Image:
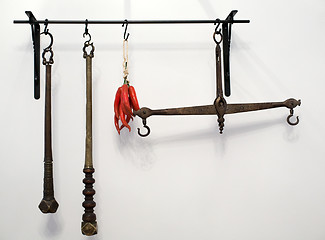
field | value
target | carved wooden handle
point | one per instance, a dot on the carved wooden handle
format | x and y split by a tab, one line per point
89	224
48	203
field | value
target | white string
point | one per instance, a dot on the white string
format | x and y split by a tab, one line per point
125	60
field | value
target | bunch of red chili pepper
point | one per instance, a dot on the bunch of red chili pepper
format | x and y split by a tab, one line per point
125	101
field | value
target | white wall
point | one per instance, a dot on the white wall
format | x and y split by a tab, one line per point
261	179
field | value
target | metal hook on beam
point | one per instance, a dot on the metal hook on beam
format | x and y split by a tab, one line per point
291	115
144	121
126	23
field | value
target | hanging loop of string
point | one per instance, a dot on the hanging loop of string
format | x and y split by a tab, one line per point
125	54
125	61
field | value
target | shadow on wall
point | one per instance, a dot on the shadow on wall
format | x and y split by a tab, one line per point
229	131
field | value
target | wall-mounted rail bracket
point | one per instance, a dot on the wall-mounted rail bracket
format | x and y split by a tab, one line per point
226	34
36	46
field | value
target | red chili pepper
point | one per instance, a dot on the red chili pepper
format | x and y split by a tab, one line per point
124	122
133	98
125	100
117	102
116	124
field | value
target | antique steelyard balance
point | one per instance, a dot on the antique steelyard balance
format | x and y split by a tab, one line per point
219	106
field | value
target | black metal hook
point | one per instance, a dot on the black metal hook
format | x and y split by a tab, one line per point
217	32
217	21
86	33
46	32
144	121
291	115
126	36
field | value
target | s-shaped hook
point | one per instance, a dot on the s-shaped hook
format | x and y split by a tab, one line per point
144	121
291	115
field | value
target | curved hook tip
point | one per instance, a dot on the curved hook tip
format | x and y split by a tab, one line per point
292	123
146	134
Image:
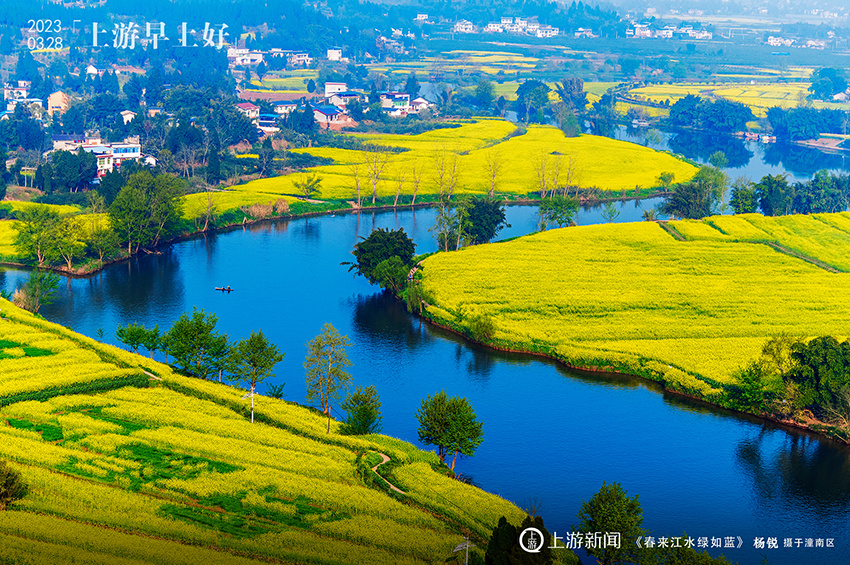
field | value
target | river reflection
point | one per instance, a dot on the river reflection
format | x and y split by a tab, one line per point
796	469
550	433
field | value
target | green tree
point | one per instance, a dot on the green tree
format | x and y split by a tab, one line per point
718	159
252	360
39	290
665	179
363	408
504	548
147	210
612	510
37	229
557	210
325	368
775	195
749	393
69	240
697	198
450	424
152	340
382	244
391	274
265	159
744	199
12	486
195	344
610	212
532	95
486	218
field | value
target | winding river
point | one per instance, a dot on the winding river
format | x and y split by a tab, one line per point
552	435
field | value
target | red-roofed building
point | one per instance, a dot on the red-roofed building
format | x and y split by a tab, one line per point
252	111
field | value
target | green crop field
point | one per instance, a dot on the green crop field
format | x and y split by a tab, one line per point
597	162
633	297
128	463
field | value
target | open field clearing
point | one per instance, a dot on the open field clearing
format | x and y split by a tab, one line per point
625	166
177	458
630	296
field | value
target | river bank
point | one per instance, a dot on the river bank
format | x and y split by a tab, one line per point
337	207
811	425
631	299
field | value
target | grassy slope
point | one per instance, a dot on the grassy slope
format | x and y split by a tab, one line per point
180	462
599	162
633	297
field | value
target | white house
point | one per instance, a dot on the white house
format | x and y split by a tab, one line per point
343	99
547	31
395	103
334	87
11	92
251	111
419	104
464	26
285	108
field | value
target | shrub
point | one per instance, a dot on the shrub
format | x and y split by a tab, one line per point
281	207
258	211
481	327
12	486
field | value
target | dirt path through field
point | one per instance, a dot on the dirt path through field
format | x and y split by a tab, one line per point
375	470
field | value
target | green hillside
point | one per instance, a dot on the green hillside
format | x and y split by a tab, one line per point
128	462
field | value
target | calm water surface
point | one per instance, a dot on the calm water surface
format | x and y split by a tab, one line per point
551	435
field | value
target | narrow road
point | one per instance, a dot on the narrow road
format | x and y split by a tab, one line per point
375	470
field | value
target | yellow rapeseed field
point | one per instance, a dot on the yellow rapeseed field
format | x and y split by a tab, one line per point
169	469
597	162
632	296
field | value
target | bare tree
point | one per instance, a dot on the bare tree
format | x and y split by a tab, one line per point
446	169
540	171
555	167
376	161
572	174
356	169
493	163
417	178
399	184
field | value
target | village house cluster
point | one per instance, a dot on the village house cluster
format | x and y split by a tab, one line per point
522	26
331	109
645	31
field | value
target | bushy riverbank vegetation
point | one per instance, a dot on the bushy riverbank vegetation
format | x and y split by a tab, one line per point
690	308
116	448
488	156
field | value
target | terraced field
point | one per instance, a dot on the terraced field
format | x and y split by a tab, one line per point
758	96
625	165
633	297
131	463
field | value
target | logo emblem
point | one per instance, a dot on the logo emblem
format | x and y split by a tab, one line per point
531	540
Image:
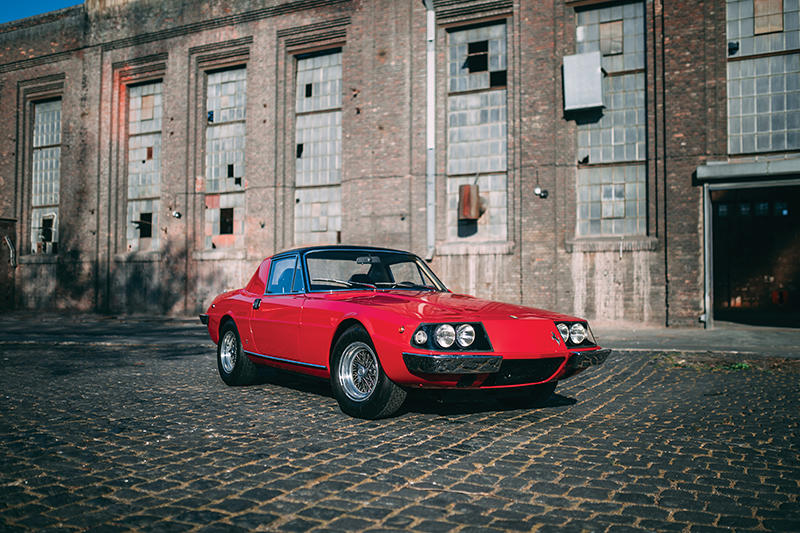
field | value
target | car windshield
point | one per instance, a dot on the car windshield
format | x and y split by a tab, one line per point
333	270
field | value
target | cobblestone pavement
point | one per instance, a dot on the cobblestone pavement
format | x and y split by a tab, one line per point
125	437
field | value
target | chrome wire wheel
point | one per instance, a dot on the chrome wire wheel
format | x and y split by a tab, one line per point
358	371
227	351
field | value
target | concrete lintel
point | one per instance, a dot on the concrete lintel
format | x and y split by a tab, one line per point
729	170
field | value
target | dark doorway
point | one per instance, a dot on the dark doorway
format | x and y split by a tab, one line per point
756	247
8	262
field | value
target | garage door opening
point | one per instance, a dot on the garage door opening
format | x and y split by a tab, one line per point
756	255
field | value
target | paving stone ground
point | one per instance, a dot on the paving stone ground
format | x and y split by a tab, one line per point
147	437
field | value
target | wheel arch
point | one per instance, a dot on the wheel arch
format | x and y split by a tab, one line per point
343	326
223	321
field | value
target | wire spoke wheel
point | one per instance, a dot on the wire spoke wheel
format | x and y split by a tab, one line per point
358	371
227	352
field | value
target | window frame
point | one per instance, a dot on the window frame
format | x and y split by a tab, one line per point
296	267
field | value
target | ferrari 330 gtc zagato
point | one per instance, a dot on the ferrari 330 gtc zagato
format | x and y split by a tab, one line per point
378	322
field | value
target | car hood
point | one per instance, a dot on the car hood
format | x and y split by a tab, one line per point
434	306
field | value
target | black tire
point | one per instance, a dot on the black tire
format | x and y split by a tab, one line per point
235	368
533	396
358	381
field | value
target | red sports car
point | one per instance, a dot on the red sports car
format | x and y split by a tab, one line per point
377	322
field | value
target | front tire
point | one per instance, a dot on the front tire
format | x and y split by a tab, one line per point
235	368
358	381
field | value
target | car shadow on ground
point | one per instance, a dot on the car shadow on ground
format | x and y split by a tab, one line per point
457	402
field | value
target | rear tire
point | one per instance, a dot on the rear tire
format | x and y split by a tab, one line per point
234	367
533	396
358	381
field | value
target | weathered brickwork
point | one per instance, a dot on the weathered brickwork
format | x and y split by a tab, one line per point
226	199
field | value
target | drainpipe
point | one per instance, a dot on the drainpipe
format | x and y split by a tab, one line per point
708	260
430	138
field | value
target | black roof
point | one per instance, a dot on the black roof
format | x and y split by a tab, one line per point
305	249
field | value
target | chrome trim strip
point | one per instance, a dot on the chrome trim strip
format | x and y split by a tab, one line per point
587	358
281	360
451	363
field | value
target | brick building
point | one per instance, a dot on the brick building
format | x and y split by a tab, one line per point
635	161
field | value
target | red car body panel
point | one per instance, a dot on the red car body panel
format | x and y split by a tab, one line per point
297	331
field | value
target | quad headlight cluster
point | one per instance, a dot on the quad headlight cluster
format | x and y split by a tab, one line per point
451	336
574	333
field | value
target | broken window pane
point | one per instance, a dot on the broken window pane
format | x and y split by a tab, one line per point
767	16
318	147
47	229
226	221
611	38
477	56
145	225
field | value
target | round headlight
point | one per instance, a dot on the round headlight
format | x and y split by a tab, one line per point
564	330
465	335
577	333
445	335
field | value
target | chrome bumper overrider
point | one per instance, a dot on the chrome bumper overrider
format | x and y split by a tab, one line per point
452	364
580	360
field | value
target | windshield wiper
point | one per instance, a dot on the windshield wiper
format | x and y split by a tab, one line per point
346	283
406	285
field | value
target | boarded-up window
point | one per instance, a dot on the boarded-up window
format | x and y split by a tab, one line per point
767	16
611	38
147	107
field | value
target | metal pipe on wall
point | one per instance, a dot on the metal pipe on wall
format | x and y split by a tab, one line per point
430	137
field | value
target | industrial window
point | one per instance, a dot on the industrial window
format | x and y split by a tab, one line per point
611	179
45	176
763	76
477	130
318	148
226	221
145	225
767	16
611	38
145	111
612	200
226	104
477	56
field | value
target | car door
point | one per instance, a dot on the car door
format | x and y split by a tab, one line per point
275	319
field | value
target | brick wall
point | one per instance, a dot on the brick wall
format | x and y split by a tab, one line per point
536	259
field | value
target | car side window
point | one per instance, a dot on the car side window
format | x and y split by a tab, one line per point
297	286
280	276
406	272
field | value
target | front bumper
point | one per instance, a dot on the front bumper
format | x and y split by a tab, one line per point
504	371
452	364
582	360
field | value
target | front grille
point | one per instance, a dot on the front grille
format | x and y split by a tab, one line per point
522	371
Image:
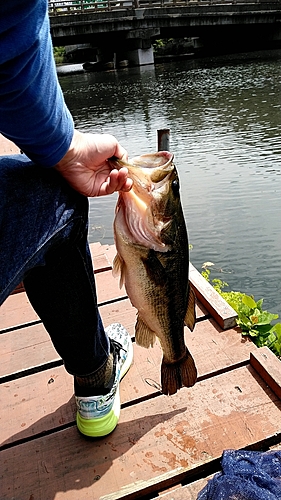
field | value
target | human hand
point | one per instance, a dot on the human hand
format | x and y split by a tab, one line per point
87	169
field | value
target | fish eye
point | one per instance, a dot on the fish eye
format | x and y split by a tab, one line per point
176	186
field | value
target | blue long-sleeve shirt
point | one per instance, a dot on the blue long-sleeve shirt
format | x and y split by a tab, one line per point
33	113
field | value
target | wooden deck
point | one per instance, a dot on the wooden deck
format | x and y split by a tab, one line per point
163	446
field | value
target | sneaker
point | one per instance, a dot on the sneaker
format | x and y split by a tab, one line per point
98	416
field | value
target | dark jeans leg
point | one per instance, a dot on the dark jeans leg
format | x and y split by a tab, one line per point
43	241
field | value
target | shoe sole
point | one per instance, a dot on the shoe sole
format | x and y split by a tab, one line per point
99	427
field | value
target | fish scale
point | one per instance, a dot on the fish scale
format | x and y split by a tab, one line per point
152	259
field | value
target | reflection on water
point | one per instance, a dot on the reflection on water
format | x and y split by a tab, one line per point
224	115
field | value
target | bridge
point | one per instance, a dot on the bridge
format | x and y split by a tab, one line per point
128	27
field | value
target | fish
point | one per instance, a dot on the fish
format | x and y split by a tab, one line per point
152	261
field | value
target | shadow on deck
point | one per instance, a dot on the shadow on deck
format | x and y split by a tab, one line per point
163	446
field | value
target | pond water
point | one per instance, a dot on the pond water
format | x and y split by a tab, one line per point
224	116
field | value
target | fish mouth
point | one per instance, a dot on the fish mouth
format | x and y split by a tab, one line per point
143	221
148	168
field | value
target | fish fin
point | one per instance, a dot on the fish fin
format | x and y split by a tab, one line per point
118	268
144	336
190	315
183	373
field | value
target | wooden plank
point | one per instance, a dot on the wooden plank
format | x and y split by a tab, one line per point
214	351
154	446
188	492
268	367
18	311
212	348
219	309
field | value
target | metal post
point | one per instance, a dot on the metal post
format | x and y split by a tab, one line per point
163	139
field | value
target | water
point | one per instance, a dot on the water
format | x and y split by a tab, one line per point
224	115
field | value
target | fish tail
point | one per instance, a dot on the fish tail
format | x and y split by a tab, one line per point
183	373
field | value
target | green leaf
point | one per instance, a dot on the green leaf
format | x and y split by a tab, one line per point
249	301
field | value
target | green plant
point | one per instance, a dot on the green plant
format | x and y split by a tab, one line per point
252	319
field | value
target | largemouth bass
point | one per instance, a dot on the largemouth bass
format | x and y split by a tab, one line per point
153	262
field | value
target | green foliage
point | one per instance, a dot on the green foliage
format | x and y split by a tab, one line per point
252	319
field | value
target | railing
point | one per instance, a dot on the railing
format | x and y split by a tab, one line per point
69	7
59	8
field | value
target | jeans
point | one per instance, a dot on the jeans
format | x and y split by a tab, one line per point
43	242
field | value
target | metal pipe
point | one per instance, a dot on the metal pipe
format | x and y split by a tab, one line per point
163	139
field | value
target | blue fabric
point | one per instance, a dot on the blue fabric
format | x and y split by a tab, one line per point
33	113
246	475
43	241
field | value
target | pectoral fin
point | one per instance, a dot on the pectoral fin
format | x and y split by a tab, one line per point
190	316
144	336
118	268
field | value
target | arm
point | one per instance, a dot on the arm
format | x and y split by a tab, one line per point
33	113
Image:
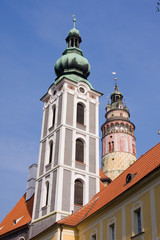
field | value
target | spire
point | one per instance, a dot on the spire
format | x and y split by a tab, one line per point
74	21
116	87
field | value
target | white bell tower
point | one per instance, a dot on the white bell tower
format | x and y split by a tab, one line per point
68	167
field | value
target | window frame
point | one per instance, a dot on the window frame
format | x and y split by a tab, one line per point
78	200
110	227
80	117
137	209
50	152
79	148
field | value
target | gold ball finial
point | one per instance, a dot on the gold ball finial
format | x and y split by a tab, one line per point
74	20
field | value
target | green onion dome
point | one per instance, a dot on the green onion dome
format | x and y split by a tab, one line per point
72	60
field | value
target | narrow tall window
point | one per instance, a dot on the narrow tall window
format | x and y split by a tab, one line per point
109	144
54	115
78	192
138	221
112	146
50	151
94	237
79	150
80	113
47	192
112	231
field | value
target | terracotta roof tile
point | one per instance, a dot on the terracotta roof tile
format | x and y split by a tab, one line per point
21	213
142	167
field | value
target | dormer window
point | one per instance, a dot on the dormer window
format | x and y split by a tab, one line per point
129	178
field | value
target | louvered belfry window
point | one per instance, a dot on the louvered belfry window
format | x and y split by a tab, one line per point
78	192
47	192
80	113
79	150
54	115
50	153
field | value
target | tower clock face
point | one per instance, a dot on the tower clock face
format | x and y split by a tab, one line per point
82	89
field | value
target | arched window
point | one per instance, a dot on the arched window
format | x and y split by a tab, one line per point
79	150
80	113
133	149
109	146
54	115
47	193
50	151
78	192
112	148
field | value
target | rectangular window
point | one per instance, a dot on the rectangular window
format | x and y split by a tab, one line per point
94	237
138	221
112	231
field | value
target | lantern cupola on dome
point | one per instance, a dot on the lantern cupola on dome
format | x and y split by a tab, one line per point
72	61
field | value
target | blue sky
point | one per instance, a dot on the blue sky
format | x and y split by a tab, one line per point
121	36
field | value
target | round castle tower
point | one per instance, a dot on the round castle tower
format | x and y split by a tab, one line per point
118	140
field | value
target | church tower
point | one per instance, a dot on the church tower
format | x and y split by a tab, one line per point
68	167
118	140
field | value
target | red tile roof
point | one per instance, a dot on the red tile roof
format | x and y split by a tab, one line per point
21	211
142	167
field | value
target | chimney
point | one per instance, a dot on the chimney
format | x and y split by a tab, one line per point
31	181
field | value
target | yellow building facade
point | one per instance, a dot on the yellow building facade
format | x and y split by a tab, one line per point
132	214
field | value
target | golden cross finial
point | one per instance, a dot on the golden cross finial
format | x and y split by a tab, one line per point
74	20
116	88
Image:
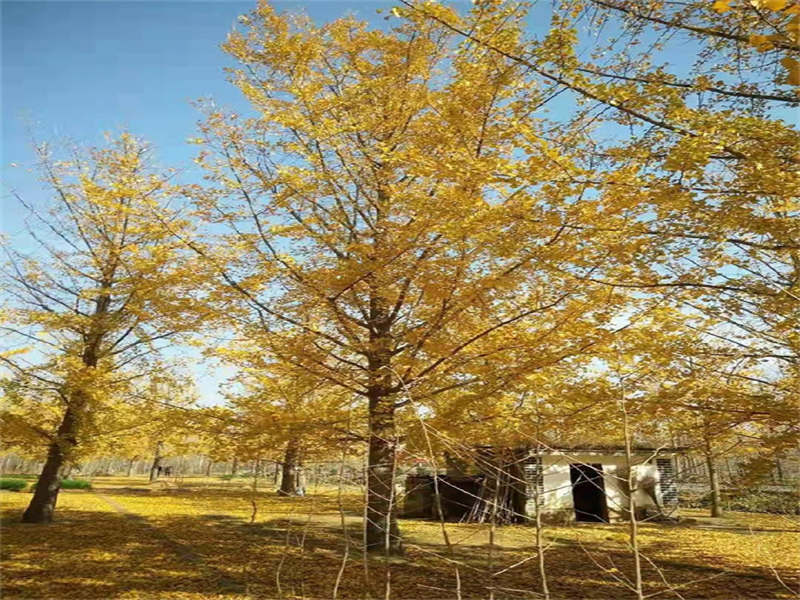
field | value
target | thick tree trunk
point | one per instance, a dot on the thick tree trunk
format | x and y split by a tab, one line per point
156	461
292	483
382	531
713	482
43	503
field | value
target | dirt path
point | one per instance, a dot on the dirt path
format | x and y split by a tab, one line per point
225	585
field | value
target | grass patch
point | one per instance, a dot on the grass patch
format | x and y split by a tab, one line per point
199	544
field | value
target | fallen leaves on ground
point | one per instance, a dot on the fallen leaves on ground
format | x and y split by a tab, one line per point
129	539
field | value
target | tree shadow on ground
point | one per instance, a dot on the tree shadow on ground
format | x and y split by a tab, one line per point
111	555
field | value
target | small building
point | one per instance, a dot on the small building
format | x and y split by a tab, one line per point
584	484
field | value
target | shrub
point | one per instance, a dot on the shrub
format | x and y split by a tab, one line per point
752	500
15	485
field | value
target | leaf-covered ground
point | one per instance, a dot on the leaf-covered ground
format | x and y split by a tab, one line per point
130	539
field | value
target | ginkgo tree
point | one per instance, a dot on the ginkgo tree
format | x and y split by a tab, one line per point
91	297
384	233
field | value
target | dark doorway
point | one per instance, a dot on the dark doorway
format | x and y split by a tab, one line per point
589	493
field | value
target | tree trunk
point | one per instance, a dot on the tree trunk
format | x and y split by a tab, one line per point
156	461
43	503
382	531
713	481
292	478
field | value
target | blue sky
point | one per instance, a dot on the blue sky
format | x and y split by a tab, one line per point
79	69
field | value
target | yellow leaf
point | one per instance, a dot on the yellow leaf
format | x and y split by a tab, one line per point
793	68
721	6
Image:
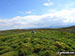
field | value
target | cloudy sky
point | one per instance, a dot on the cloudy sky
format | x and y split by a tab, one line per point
25	14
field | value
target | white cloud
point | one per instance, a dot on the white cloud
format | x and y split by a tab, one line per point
55	18
28	12
48	4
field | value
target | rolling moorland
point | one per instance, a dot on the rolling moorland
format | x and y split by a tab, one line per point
45	42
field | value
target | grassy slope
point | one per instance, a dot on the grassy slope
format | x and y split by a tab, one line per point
46	42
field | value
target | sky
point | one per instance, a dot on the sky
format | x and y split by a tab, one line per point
25	14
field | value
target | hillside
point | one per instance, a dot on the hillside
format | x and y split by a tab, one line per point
45	42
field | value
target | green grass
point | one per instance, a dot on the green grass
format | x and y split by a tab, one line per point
43	43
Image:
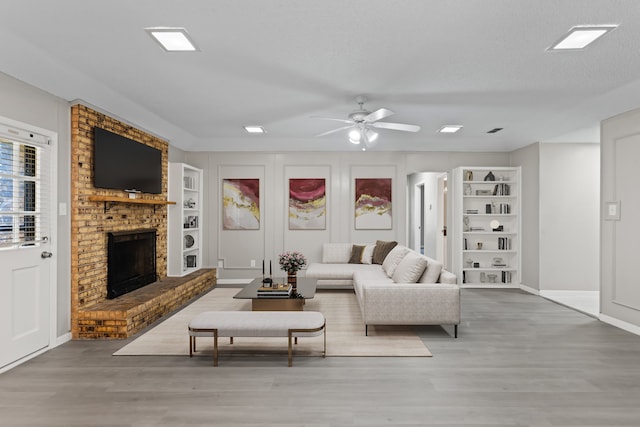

• _TASK INSTRUCTIONS_: Above are the records. Copy only the lines from the one with "point | one per instance, a dot on the curved" through the one with "point | one per instance, a dot on the winding", exactly, with no pictures.

• _THE ANSWER_:
point | one per instance, a dot on the curved hook tip
format | x and y split by a tab, one line per point
292	123
146	134
Image:
field | value
target | river reflection
point | one per instance, a dot on the river reflection
format | x and y split by a tab, one line per point
796	469
550	433
field | value
target | green tree
point | one per instance, a dot on the green tree
format | x and y split by a tab, one line per point
718	159
252	360
39	290
665	179
363	408
504	548
147	210
612	510
37	229
557	210
325	368
775	195
749	393
69	240
697	198
450	424
152	340
382	244
391	274
265	159
744	199
12	486
195	344
610	212
532	95
486	218
field | value
target | winding river
point | one per instance, a dot on the winding river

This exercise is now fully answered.